Starting with the first line, output the data exactly through to the end.

[Opening LISTED RECORDS section]

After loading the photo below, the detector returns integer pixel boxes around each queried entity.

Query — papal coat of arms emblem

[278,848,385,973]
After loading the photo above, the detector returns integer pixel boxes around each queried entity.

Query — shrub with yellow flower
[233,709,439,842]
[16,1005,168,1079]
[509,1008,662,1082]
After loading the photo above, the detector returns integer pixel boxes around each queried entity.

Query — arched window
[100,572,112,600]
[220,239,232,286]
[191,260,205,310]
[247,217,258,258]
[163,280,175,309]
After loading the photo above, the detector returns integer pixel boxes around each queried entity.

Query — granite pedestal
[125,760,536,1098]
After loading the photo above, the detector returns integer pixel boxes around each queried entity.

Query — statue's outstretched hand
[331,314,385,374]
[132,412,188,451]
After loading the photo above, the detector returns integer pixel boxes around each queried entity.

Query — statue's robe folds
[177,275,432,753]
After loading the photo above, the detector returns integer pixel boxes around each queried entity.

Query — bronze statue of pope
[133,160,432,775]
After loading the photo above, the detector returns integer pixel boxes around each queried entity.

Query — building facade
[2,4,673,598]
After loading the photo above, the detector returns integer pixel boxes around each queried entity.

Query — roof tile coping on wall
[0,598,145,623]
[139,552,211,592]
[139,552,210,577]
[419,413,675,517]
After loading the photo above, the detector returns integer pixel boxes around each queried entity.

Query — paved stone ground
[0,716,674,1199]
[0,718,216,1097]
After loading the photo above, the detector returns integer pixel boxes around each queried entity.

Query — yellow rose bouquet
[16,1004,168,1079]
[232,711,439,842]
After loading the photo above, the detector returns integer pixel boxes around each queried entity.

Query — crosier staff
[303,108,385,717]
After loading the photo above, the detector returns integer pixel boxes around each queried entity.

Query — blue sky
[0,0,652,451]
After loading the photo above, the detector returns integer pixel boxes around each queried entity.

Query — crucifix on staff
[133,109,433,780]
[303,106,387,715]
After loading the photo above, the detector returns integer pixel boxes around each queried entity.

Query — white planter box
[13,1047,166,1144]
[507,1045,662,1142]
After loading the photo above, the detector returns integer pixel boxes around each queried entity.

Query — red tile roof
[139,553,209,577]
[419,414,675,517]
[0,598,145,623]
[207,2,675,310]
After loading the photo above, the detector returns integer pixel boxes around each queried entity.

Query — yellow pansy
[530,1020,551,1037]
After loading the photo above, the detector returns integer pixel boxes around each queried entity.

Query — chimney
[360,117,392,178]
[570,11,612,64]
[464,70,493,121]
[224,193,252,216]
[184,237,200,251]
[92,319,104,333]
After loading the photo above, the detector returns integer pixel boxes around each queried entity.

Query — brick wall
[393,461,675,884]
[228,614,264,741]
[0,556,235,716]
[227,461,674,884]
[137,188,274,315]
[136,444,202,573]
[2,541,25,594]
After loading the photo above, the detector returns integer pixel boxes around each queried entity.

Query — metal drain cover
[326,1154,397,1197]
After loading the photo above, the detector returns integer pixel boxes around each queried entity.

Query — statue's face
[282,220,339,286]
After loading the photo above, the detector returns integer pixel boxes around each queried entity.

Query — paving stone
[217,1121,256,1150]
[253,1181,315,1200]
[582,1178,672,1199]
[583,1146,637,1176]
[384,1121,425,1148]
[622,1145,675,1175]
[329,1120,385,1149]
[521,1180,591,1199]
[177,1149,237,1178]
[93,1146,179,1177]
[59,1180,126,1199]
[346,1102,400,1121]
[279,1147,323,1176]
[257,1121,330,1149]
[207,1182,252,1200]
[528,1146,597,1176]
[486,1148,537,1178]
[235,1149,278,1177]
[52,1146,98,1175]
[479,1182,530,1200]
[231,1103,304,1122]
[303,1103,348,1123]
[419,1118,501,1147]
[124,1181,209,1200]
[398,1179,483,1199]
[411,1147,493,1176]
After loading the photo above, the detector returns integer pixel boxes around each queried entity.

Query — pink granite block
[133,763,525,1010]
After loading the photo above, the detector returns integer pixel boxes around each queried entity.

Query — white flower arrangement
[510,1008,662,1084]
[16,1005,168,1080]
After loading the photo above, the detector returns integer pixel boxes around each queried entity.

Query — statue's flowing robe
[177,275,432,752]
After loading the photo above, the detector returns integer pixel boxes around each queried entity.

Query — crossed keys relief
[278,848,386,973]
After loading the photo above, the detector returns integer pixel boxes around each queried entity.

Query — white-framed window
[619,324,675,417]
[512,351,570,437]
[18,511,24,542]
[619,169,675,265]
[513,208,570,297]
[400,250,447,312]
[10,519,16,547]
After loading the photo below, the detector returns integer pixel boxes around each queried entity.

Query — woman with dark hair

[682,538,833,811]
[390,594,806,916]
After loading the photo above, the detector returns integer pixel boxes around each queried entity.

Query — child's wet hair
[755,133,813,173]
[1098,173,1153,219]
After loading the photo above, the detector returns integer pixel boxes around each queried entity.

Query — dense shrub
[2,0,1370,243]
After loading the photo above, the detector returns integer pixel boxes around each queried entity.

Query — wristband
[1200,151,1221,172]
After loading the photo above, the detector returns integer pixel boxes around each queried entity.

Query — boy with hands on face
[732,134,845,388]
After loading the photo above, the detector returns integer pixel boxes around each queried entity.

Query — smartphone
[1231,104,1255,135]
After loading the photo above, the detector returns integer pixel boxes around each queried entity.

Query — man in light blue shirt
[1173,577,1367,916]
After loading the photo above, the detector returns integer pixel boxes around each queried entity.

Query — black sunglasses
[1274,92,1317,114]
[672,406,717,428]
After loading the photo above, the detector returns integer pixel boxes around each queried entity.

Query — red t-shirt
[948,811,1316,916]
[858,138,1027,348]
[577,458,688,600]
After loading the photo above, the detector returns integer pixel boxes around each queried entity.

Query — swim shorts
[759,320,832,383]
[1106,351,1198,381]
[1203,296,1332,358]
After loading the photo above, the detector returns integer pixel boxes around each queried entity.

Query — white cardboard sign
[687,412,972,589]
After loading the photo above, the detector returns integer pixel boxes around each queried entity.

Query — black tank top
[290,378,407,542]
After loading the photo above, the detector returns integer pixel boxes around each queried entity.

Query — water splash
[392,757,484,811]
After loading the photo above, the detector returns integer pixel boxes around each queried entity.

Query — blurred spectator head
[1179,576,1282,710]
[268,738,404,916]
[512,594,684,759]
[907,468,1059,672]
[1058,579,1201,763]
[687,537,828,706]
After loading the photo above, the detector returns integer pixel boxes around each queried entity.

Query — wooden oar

[Closing LISTED RECORDS section]

REPLY.
After loading the photo below, the detector returns integer pixel boxes around each queried entity.

Query — papal coat of arms emblem

[278,848,385,973]
After loading the photo above, the detector returns integer pixel boxes around each queried entity.

Query — shrub with yellow flower
[233,709,439,842]
[16,1005,168,1079]
[509,1008,662,1082]
After loading the photo above, the detector returns integer pixel boxes around each queried entity.

Query — arched window
[100,572,112,600]
[220,239,232,286]
[191,260,205,310]
[247,217,258,258]
[163,280,175,309]
After loading the photo above, the detector returns integer pixel boxes around each queried entity.

Query — granite pedestal
[125,760,536,1098]
After loading the photo above, the detector returns integer pixel boxes around each queried entity.

Query — statue's outstretched hand
[331,314,385,374]
[132,412,188,451]
After loading the photo above, the detector returns integer pixel boxes around each queried entity.

Query — statue's robe folds
[177,275,432,753]
After loading the photo above, the detector returns integer pixel boxes around each queried entity.

Query — bronze statue of pope
[133,160,432,775]
After loading the photo above, the detector returns integer pixel boxes around each queried entity.

Query — building facade
[2,4,673,598]
After loading the photo above, the detector returns integer pixel boxes around each queried entity.

Query — roof tile coping on wall
[0,598,145,623]
[139,552,211,592]
[139,552,210,577]
[419,413,675,517]
After loading the photo above, the detector returns integer pixel boxes around each queried entity.

Query — paved stone ground
[0,716,674,1199]
[0,718,216,1097]
After loading the photo above, the detector returns integer pixel boxes around each queried entity.

Query — yellow rose bouquet
[16,1004,168,1079]
[232,711,439,842]
After loading the photo above, the detector returns integer pixel boxes around each queried entity.

Query — crosier staff
[303,108,385,717]
After loading the photo above, the detector returns integer pixel boxes around each queried entity.

Query — blue sky
[0,0,652,451]
After loading the photo above, the detector returns integer pixel boxes around each queried entity.

Query — crucifix on staff
[133,109,433,780]
[303,106,387,715]
After loading the photo above, the detector returns integer pixel boxes around each queried entity.

Query — white planter box
[13,1047,166,1144]
[507,1045,662,1142]
After loading the photo above, the detector returns integer pixel boxes around each queried entity.

Query — red tile roof
[139,553,209,577]
[419,414,675,517]
[0,598,145,623]
[207,2,675,310]
After loading the photo above, the detector returns integer pixel boxes around each queried entity.

Query — yellow pansy
[530,1020,551,1037]
After loading the photo above, the detector returns integer pixel boxes around each queried entity.

Query — chimney
[360,117,392,178]
[570,11,612,64]
[464,70,493,121]
[224,193,252,216]
[184,237,200,251]
[92,319,104,333]
After loading the photo above, the detector returns integer pixel boxes around each queried entity.

Query — brick wall
[393,461,675,884]
[228,614,264,741]
[0,556,235,716]
[227,461,674,884]
[137,188,274,315]
[136,444,202,573]
[2,541,25,594]
After loading the photo above, the detector returns integer pixel boxes around each queried entity.

Query — metal drain cover
[326,1154,397,1197]
After loading the photo above, the detector returns integer pixel boxes around each queried entity.

Query — statue's face
[282,220,339,286]
After loading the photo above, the detector returns integer pixel boxes around each queried entity.

Query — paving stone
[217,1121,256,1150]
[253,1181,315,1200]
[582,1178,672,1199]
[583,1146,637,1176]
[384,1121,425,1148]
[622,1145,675,1175]
[329,1120,385,1149]
[521,1180,591,1199]
[177,1149,237,1178]
[93,1146,179,1177]
[59,1180,126,1199]
[346,1102,400,1121]
[279,1147,323,1176]
[257,1121,330,1149]
[207,1182,252,1200]
[528,1146,597,1176]
[486,1148,537,1178]
[235,1149,278,1177]
[52,1146,98,1175]
[479,1182,530,1200]
[231,1103,304,1122]
[303,1103,348,1123]
[419,1118,501,1147]
[124,1181,209,1200]
[398,1179,483,1199]
[411,1147,493,1176]
After loading the photo above, the detector returns integer pixel boxes around each queried entity.

Query — pink granite block
[133,763,525,1010]
After loading the photo above, the detector returns integer pixel boxes around each queried entity.

Query — white flower arrangement
[510,1008,662,1084]
[16,1005,168,1080]
After loading the photo above, the detector returns integer pixel boxes around each queried entity.

Query — statue's flowing robe
[177,275,432,752]
After loading the photo above, the detector returns integer pixel boxes around each queried entity.

Query — crossed keys relief
[278,848,386,973]
After loading the photo above, the detector returns integer pixel boxes around each queried entity.

Query — white-framed window
[619,324,675,417]
[512,351,570,437]
[18,511,24,542]
[619,169,675,265]
[513,208,570,297]
[400,250,447,312]
[10,519,16,547]
After loading the photo below, the detector returns integer pixel boxes around each queried entity.

Query — woman with dark hair

[682,538,833,811]
[390,594,806,916]
After loading the photo above, the detector returns integer pixel boxes around each queried entity.

Query — child's wet hair
[755,133,813,173]
[1098,173,1153,219]
After loading the photo above, the detector returns integer pixel boxes around each queried entity.

Query — dense shrub
[2,0,1370,243]
After loading the photo above, the detector returns integer pixel boxes around each queried entity.

Query — wristband
[1200,151,1221,172]
After loading the photo above, the detector returns integer pixel boxes around each queried entity.

Query — boy with hands on face
[732,134,845,388]
After loading the photo above, the detector returns integer pixel boxes around each queried entity.

Query — smartphone
[1231,104,1255,135]
After loading the photo above, the detector returns integer pixel boxes around each queried entity.

Query — man in light blue shirt
[1173,577,1367,916]
After loading the photo above, the detector returns integer pixel boxes around each queried entity.

Query — black sunglasses
[1274,92,1317,114]
[672,406,717,428]
After loading the photo above, the detector returns integer pixel boxes around each queried entity.

Query — red t-shirt
[948,811,1316,916]
[858,138,1027,348]
[577,458,688,600]
After loading the photo above, the detector returns integer pixel boxes around each queried entity.

Query — swim shorts
[759,320,832,383]
[1106,351,1198,381]
[1203,296,1332,358]
After loading the photo above, the detector returns integer pixel boxes around each queried entity.

Query — white cardboard sign
[687,412,972,589]
After loading the photo above, the detector returns integer pixel boxes around each queried entity.

Query — black tank top
[290,378,407,542]
After loading the photo above, the detector returns integer pixel boxes around each queried entity.

Query — water splash
[392,757,484,811]
After loading the photo above, the detector returns integer pixel boxes around each queried entity.

Query — blurred spectator head
[1179,576,1282,710]
[268,738,404,916]
[512,594,684,759]
[907,468,1059,672]
[1058,579,1201,763]
[687,537,828,706]
After loading the photo above, the detector returns integer pixel boxes around each queried entity.

Query — wooden oar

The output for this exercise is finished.